• [PROBLEM TO WORK ON]: Repeat verbatim every line of the material, beginning at the line that holds "one marker per instance, written like [442,19]" and ending at its last line.

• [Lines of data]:
Begin

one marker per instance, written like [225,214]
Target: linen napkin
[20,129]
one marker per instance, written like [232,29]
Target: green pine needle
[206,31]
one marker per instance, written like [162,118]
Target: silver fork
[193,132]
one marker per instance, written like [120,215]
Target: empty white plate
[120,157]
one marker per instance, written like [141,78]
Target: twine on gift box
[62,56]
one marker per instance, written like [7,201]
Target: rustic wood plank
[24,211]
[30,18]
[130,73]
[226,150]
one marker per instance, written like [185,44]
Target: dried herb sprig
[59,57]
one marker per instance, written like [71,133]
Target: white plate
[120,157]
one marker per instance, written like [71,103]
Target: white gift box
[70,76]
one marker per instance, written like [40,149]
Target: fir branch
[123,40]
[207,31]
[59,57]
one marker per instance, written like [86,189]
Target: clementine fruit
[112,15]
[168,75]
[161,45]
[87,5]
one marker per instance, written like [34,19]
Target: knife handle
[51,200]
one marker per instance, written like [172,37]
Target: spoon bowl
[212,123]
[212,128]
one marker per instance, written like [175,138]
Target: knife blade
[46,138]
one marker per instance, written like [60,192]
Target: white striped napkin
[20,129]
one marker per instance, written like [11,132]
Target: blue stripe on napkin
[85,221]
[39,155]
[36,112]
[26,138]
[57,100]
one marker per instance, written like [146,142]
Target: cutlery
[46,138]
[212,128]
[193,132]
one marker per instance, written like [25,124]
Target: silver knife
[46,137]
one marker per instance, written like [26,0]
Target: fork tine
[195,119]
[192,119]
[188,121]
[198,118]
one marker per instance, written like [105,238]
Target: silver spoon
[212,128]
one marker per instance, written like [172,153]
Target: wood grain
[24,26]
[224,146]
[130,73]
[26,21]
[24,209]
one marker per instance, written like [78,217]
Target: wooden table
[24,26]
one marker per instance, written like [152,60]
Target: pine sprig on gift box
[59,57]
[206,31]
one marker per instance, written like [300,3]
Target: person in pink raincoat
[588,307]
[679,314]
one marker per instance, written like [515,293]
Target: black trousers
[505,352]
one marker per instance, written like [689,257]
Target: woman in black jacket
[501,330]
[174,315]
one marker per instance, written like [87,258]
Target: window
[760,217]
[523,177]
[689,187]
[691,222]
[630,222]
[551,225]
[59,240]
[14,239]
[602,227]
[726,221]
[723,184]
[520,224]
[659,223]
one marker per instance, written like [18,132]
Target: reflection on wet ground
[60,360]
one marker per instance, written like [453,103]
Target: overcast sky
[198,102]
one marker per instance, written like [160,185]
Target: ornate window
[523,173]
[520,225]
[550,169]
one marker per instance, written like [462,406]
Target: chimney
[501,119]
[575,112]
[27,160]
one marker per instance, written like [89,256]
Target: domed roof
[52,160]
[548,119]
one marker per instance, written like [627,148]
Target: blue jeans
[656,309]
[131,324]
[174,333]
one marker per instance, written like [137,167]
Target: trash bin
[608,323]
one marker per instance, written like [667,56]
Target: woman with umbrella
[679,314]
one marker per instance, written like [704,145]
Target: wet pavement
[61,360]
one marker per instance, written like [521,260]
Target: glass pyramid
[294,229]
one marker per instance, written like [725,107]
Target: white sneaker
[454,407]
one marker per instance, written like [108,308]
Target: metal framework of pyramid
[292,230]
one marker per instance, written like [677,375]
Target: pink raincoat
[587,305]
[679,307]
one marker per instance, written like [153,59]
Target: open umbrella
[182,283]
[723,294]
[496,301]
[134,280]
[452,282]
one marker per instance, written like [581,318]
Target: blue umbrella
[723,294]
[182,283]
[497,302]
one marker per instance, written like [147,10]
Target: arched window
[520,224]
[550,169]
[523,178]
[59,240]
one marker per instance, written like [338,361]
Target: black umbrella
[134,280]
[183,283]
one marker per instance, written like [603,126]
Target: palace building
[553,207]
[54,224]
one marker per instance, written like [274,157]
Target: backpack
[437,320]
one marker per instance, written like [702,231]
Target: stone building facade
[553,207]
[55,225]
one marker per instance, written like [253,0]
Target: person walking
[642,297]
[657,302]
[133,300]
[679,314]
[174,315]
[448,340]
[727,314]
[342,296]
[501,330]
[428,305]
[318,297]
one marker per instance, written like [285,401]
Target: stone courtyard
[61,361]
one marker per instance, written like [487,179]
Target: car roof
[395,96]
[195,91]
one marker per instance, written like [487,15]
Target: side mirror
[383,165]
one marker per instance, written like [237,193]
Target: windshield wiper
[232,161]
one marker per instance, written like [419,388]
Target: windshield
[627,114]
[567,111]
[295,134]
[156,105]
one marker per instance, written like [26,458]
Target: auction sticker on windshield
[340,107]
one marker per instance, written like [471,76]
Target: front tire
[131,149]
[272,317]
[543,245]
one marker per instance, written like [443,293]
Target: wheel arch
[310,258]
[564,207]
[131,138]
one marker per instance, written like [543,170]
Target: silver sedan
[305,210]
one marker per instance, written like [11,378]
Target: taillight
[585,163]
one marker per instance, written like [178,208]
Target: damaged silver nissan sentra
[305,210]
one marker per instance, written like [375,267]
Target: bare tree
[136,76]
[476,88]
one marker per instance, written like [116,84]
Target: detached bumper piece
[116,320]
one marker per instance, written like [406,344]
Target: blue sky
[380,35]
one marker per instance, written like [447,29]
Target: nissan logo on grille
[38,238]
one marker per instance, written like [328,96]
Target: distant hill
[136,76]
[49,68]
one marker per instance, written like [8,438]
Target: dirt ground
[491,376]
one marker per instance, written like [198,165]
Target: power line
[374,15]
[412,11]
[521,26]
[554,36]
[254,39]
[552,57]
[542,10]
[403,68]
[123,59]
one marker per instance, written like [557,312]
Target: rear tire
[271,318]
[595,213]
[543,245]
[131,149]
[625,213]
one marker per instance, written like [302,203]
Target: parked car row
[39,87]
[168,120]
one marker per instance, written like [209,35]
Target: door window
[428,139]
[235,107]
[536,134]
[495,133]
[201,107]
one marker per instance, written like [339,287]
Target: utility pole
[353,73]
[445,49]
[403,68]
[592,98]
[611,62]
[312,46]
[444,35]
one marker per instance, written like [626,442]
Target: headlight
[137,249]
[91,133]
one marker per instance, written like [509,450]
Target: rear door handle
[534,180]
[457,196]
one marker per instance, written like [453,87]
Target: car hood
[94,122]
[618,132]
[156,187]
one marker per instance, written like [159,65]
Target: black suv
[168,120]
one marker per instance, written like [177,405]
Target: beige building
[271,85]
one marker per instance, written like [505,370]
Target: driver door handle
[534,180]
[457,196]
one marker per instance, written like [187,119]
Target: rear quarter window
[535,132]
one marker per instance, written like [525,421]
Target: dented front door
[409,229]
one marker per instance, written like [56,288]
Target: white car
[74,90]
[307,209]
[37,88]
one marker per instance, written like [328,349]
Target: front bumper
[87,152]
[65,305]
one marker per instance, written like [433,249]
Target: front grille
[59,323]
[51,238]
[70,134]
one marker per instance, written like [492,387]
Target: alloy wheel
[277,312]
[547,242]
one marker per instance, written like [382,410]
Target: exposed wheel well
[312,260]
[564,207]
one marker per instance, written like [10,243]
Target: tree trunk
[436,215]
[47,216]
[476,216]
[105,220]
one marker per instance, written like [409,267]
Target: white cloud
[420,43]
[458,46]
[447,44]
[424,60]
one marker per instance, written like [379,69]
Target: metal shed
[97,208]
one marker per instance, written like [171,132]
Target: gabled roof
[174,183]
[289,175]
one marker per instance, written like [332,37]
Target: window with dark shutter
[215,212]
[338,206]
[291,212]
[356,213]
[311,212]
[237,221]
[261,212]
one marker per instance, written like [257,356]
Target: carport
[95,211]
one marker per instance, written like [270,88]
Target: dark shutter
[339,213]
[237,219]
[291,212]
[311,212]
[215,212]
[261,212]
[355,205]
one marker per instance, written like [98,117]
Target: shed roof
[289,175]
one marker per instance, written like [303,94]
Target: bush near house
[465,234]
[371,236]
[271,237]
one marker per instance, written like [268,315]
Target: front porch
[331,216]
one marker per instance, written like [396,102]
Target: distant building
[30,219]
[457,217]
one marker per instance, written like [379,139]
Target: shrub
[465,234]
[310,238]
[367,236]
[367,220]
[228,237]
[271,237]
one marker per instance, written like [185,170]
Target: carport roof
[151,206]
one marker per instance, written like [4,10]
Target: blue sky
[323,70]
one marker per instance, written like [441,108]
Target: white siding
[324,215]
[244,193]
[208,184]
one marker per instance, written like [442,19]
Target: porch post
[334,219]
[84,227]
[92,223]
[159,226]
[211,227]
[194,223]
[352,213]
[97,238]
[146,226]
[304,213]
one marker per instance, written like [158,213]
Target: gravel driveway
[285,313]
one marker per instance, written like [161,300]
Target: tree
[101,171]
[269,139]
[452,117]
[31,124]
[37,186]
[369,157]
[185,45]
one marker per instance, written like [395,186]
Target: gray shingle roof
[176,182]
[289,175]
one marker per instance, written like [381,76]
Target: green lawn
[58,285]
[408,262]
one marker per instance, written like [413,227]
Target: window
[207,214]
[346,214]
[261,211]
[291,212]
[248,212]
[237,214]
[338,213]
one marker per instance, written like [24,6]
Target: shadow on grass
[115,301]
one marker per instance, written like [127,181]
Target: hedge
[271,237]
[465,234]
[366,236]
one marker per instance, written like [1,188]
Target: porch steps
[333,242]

End

• [RESPONSE TO THIS EXERCISE]:
one marker per instance, written like [442,19]
Target: porch post
[334,219]
[84,227]
[92,223]
[159,226]
[211,227]
[194,223]
[352,213]
[97,238]
[146,226]
[304,213]
one marker per instance, written like [158,213]
Target: gravel driveway
[285,313]
one marker per instance, written like [161,300]
Target: tree
[101,171]
[269,139]
[452,117]
[31,124]
[37,186]
[369,157]
[185,45]
one marker per instance, written like [395,186]
Target: gray shingle roof
[176,182]
[289,175]
one marker per instance, written like [381,76]
Target: green lawn
[58,285]
[408,262]
one marker per instance, written like [413,227]
Target: window
[207,214]
[346,214]
[261,211]
[291,212]
[248,212]
[237,214]
[338,213]
one marker per instance, written like [24,6]
Target: shadow on grass
[115,301]
one marker per instance, written like [127,181]
Target: hedge
[271,237]
[465,234]
[366,236]
one marker per instance, written like [1,188]
Target: porch steps
[333,242]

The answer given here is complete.